**Set problem**
Reproduce the lines of the records below word for word, from the line with "UI grounding request — element: the fire" up to and including the line with "[102,3,159,110]".

**Task data**
---*---
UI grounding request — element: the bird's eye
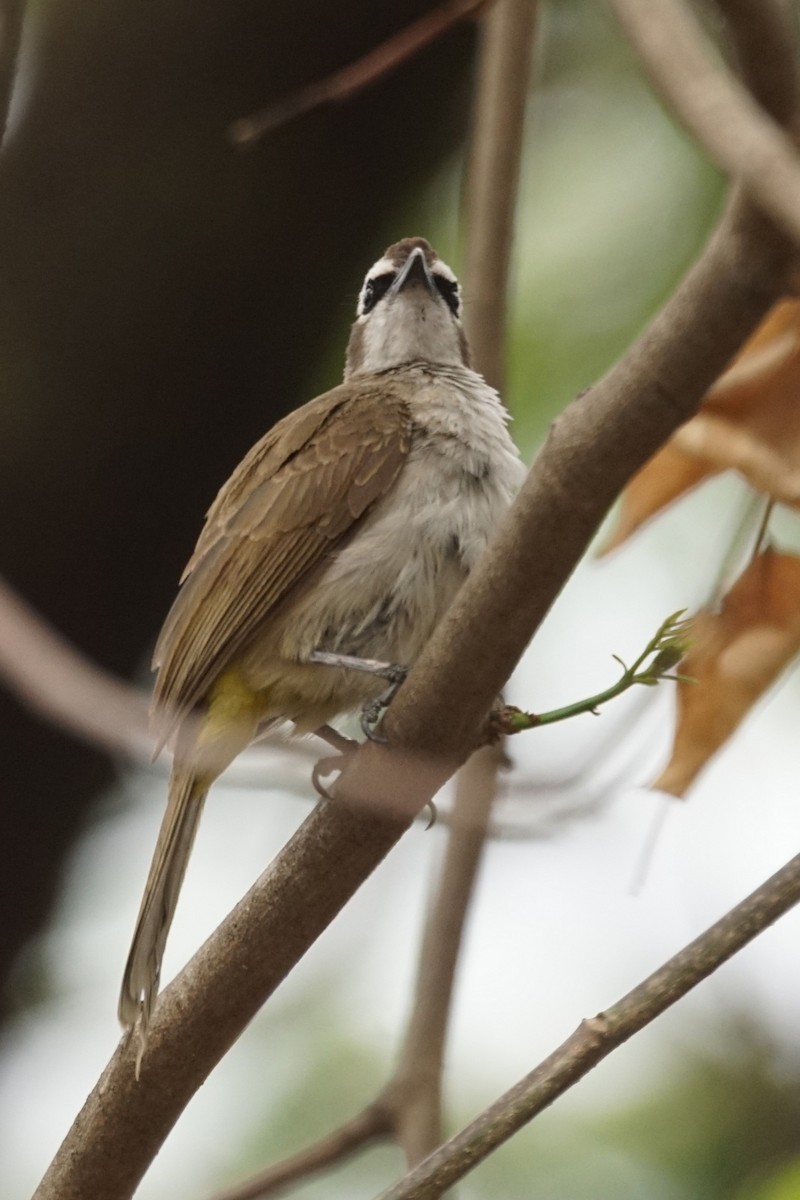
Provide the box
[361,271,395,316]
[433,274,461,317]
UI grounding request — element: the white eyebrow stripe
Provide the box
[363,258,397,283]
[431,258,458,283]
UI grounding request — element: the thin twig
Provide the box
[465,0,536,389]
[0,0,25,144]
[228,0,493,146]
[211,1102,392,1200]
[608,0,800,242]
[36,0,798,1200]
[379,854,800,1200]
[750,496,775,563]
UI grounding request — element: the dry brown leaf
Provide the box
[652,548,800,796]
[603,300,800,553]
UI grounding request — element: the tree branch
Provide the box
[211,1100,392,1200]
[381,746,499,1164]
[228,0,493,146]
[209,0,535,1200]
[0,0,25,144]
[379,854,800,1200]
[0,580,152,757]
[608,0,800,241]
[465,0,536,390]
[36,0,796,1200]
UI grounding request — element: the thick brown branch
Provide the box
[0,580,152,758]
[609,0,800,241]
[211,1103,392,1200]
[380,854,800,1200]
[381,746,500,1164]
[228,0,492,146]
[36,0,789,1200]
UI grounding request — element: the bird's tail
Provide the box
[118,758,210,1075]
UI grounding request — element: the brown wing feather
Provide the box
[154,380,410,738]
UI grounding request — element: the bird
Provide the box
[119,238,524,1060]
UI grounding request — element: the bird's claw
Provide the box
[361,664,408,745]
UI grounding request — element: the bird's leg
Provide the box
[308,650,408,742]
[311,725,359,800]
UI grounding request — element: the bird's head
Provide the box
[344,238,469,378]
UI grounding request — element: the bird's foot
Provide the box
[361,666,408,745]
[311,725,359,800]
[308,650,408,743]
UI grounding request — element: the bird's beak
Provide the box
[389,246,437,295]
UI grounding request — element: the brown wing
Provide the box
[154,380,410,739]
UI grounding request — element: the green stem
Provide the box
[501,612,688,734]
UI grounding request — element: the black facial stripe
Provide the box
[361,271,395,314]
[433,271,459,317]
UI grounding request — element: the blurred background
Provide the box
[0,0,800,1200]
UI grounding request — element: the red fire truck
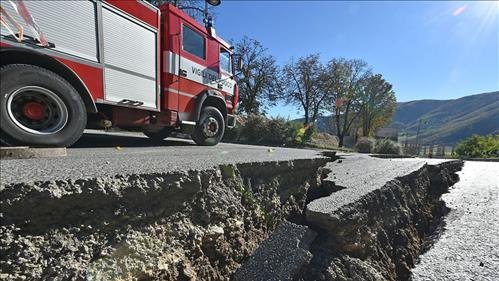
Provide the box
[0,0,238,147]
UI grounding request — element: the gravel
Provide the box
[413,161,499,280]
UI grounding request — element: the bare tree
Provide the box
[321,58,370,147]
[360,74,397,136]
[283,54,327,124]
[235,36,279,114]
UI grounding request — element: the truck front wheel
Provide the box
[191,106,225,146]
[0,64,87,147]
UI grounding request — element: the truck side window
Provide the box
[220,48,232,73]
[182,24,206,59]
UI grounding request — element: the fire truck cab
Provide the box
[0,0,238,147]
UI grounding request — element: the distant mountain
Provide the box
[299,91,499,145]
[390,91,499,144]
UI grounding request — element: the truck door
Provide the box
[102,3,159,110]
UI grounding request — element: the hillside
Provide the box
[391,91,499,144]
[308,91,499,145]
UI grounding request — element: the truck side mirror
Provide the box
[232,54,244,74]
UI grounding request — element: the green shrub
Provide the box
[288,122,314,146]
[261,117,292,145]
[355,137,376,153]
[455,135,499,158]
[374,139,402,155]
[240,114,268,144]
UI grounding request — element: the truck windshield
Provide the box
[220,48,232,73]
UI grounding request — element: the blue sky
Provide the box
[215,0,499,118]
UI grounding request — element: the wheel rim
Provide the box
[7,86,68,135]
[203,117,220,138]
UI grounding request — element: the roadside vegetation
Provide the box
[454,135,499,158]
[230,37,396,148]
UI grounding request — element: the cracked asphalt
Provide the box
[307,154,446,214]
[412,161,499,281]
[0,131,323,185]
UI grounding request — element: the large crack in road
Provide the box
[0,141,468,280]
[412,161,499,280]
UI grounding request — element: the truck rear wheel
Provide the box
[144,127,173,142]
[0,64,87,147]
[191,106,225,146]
---*---
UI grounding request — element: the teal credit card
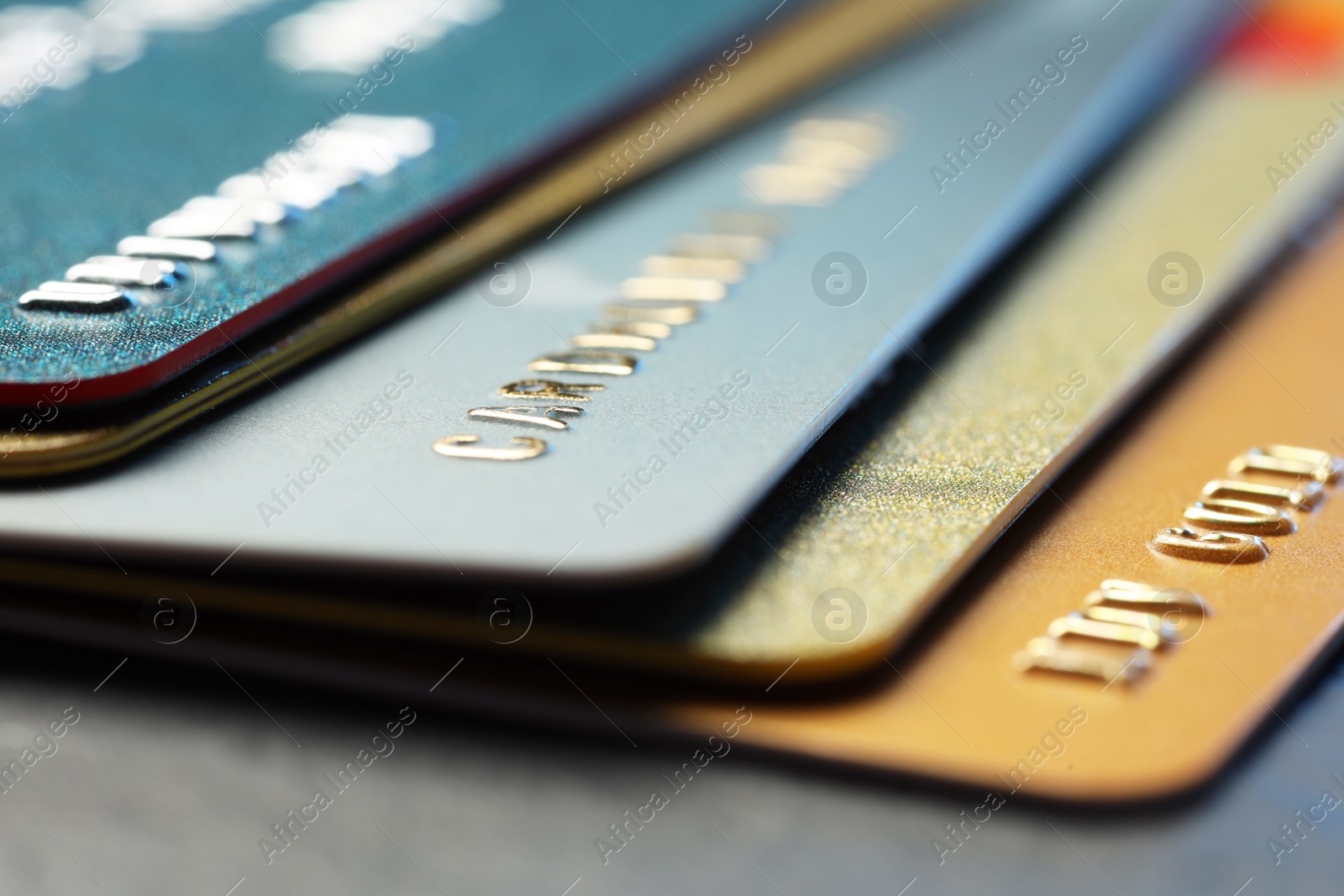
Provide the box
---*---
**Solution for this task**
UI grounding request — element: the fire truck cab
Provide the box
[0,0,238,147]
UI grounding request — element: the distant mountain
Provide the box
[299,91,499,145]
[390,91,499,144]
UI grounding request — element: the truck door
Provide the box
[102,3,159,110]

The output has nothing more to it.